• [Raw data]
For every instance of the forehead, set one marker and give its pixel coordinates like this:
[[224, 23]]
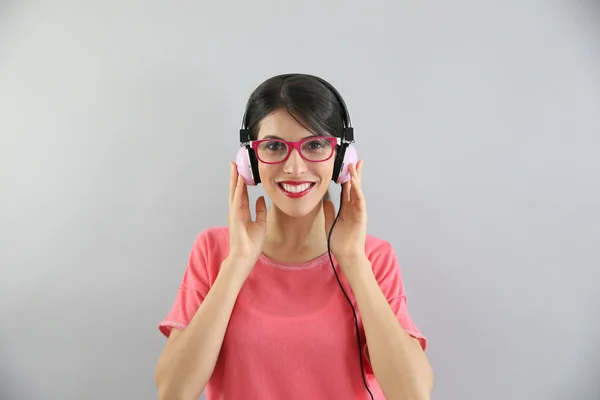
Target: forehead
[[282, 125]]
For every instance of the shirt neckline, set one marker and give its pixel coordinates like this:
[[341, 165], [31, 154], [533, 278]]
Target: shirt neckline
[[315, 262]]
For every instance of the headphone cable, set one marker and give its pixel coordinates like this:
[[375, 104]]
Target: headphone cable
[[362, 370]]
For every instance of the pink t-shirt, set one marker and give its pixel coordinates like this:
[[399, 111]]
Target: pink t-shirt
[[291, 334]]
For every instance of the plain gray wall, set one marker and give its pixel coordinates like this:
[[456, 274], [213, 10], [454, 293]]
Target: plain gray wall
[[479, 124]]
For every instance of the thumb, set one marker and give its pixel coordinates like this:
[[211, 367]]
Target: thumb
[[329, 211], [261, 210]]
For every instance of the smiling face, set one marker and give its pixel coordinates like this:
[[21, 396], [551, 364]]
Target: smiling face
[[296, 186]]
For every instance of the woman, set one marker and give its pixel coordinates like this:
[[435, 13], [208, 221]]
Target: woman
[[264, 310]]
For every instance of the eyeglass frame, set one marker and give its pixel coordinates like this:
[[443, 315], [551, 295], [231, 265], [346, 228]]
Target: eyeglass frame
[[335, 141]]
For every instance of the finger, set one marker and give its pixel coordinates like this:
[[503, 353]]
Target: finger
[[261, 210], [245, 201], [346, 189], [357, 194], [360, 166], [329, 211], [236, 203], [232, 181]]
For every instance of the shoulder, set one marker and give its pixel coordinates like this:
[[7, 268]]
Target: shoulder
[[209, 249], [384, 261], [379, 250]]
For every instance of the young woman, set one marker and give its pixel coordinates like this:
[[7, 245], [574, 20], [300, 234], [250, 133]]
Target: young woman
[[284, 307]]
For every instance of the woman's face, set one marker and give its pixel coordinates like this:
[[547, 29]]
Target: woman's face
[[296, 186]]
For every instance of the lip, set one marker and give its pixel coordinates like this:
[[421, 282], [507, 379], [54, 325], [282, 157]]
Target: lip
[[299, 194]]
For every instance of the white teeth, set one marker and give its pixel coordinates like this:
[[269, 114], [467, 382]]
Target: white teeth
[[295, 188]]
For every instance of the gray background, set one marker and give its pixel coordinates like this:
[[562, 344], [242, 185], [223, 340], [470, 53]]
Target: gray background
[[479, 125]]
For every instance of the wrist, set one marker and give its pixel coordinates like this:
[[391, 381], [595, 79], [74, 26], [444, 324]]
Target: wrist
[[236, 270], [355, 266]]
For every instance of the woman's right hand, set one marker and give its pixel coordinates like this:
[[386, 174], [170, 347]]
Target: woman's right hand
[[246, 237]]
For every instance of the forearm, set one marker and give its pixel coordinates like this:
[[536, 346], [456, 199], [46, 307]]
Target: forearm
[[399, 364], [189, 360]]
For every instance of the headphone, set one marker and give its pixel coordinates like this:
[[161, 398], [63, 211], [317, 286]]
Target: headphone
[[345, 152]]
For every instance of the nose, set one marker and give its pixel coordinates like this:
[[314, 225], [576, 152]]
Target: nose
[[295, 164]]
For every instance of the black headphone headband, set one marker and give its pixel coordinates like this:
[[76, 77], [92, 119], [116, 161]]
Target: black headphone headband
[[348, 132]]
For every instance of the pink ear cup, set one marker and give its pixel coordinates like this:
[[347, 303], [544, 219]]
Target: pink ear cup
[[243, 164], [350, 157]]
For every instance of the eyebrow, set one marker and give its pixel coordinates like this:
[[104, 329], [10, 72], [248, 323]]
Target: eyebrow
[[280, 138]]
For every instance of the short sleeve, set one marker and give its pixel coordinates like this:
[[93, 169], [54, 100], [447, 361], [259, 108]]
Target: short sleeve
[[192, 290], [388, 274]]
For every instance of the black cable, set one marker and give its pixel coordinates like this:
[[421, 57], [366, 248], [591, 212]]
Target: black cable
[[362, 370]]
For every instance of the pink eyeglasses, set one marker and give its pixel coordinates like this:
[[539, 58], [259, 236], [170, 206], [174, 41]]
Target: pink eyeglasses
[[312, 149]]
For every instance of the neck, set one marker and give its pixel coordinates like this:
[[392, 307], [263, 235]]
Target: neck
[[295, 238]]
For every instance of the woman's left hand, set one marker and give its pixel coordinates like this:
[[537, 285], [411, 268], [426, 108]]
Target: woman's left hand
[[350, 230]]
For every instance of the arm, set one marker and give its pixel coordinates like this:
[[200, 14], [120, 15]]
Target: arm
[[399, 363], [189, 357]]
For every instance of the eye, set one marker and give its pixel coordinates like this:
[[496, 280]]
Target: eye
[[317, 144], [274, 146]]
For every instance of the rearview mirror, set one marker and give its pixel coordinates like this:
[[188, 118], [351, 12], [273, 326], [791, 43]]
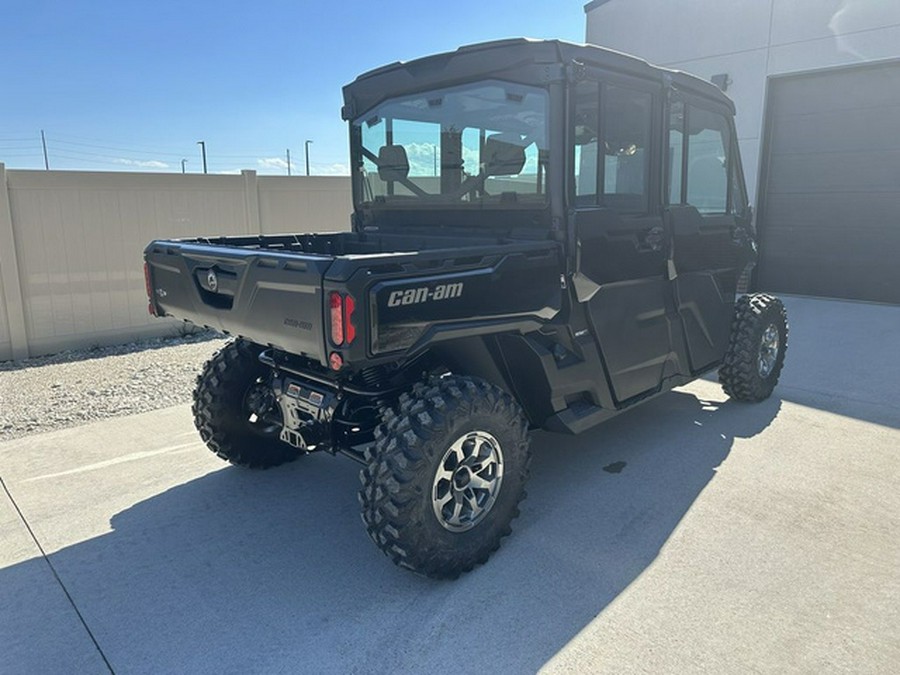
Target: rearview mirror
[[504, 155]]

• [Work to be completed] Lay out all of the records above as a JSON list of strings, one string per line. Skip blank lines and leave out the pictures.

• [Written answer]
[
  "For every instance of the forehead, set one marker and give its pixel coordinates like this:",
  "[[224, 23]]",
  "Target: forehead",
  "[[282, 125]]",
  "For every instance of the shirt neckline, set one marker and give its pixel coordinates like this:",
  "[[341, 165], [31, 154], [533, 278]]",
  "Target: shirt neckline",
  "[[315, 262]]",
  "For every instance of the headphone cable, set one marker and give its pixel coordinates like this:",
  "[[375, 104]]",
  "Target: headphone cable",
  "[[362, 370]]",
  "For every instance of the pink t-shirt, set one marker and give its pixel coordinates like this:",
  "[[399, 111]]",
  "Target: pink t-shirt",
  "[[291, 334]]",
  "For every instance of the plain gray wall, set one marker and give its pixel coordinates like this:",
  "[[456, 274], [213, 10], [454, 293]]",
  "Target: plain gray wall",
  "[[479, 124]]",
  "For every instance of the thumb, set one marker and give its pixel coordinates like this:",
  "[[211, 367]]",
  "Target: thumb",
  "[[329, 211], [261, 210]]",
  "For every instance of the smiling face, set one marker and give its pixel coordinates like this:",
  "[[21, 396], [551, 364]]",
  "Target: smiling face",
  "[[296, 186]]",
  "For every instance of the woman, set one marker and give its pixel coordinates like this:",
  "[[435, 13], [208, 221]]",
  "Target: woman",
  "[[264, 310]]",
  "For every instance of the eyeglass frame, set one marker and give its pixel coordinates like this:",
  "[[443, 315], [551, 295], [231, 265], [346, 228]]",
  "Target: eyeglass frame",
  "[[335, 141]]",
  "For every instance of the finger, set one marker and give its pixel coordinates like this:",
  "[[503, 353]]",
  "Target: finger",
  "[[261, 210], [245, 201], [346, 189], [357, 194], [360, 166], [329, 211], [236, 203], [232, 181]]",
  "For every instance of the shoulder, set one marker and give its pixel coordinates like this:",
  "[[7, 268]]",
  "Target: shoulder",
  "[[209, 249], [384, 261], [379, 250]]",
  "For every instance of the young woman, set one marker and give its pixel coordinates like this:",
  "[[7, 245], [574, 20], [300, 234], [250, 133]]",
  "Target: young woman",
  "[[284, 307]]",
  "For every instance of the woman's face, set one marker and give its pixel coordinates like this:",
  "[[547, 29]]",
  "Target: woman's face",
  "[[296, 186]]",
  "For every instance of the lip, set one marker and give its pixel coordinates like this:",
  "[[421, 282], [507, 379], [54, 325], [282, 157]]",
  "Target: lip",
  "[[299, 194]]",
  "For every instance of the white teeth, set one marker and give its pixel coordinates like this:",
  "[[269, 114], [467, 382]]",
  "Target: white teeth",
  "[[295, 188]]",
  "For every instance of the gray background, set one marker and give its pixel coordinates like this:",
  "[[562, 344], [242, 185], [223, 340], [470, 53]]",
  "Target: gray background",
  "[[479, 125]]",
  "For every instance of the wrist, set one marker and give its pixel coordinates like this:",
  "[[391, 381], [595, 79], [74, 26], [444, 324]]",
  "Target: wrist",
  "[[236, 270], [355, 266]]",
  "For every instance of the woman's right hand, set one marker and give its pixel coordinates like this:",
  "[[386, 174], [170, 347]]",
  "Target: woman's right hand",
  "[[246, 237]]",
  "For every instance of the forearm, set one marker and give its pixel coordinates like this:",
  "[[536, 346], [456, 199], [46, 307]]",
  "Target: forearm",
  "[[399, 364], [189, 360]]",
  "For every instance of the headphone, set one marker and give its pixel coordinates like this:",
  "[[161, 398], [63, 211], [317, 286]]",
  "Target: headphone",
  "[[345, 152]]",
  "For every instance of the nose, set one marker and give its pixel coordinates like this:",
  "[[314, 225], [576, 152]]",
  "Target: nose",
  "[[295, 164]]",
  "For every instance of the black headphone headband, set one marker and give its pixel coordinates like this:",
  "[[76, 77], [92, 119], [116, 161]]",
  "Target: black headphone headband",
  "[[348, 132]]",
  "For every instance of the pink ear cup, set one marker and give its pixel coordinates like this:",
  "[[347, 303], [544, 219]]",
  "Target: pink ear cup",
  "[[243, 164], [350, 157]]",
  "For every instance of the eyebrow, set one marker and give its pixel coordinates like this:",
  "[[104, 329], [10, 72], [248, 323]]",
  "Target: eyebrow",
  "[[280, 138]]",
  "For every instance of the short sleeve, set one marker and give its pixel coordinates like this:",
  "[[93, 169], [54, 100], [447, 361], [259, 108]]",
  "Target: short sleeve",
  "[[192, 290], [388, 274]]",
  "For every instance of the black cable, set one marker and give its pixel coordinates like this:",
  "[[421, 57], [366, 248], [591, 212]]",
  "Target: black cable",
  "[[362, 370]]",
  "For every instance of the pink eyeglasses, set one marker and give its pixel coordinates like this:",
  "[[539, 58], [259, 236], [170, 206], [174, 41]]",
  "Target: pink eyeglasses",
  "[[312, 149]]",
  "For every instance of the neck, set one marker and give its pixel coordinates like this:",
  "[[392, 307], [263, 235]]",
  "Target: neck",
  "[[295, 238]]",
  "For every instance of the woman's left hand, set one marker and give its pixel coordinates like this:",
  "[[537, 285], [411, 268], [426, 108]]",
  "Target: woman's left hand",
  "[[350, 230]]",
  "For every instance of the arm, set one marker and give its pixel coordinates like this:",
  "[[200, 14], [120, 15]]",
  "Target: arm",
  "[[399, 363], [189, 357]]",
  "For every instance of the eye, set one marker and give its pixel coordinates like this:",
  "[[496, 280]]",
  "Target: eye",
  "[[317, 144], [274, 146]]",
  "For every instance of the rearview mirror, set one marker and give its pixel coordinates like this:",
  "[[188, 118], [351, 12], [273, 326], [791, 43]]",
  "Target: rearview mirror",
  "[[504, 155]]"
]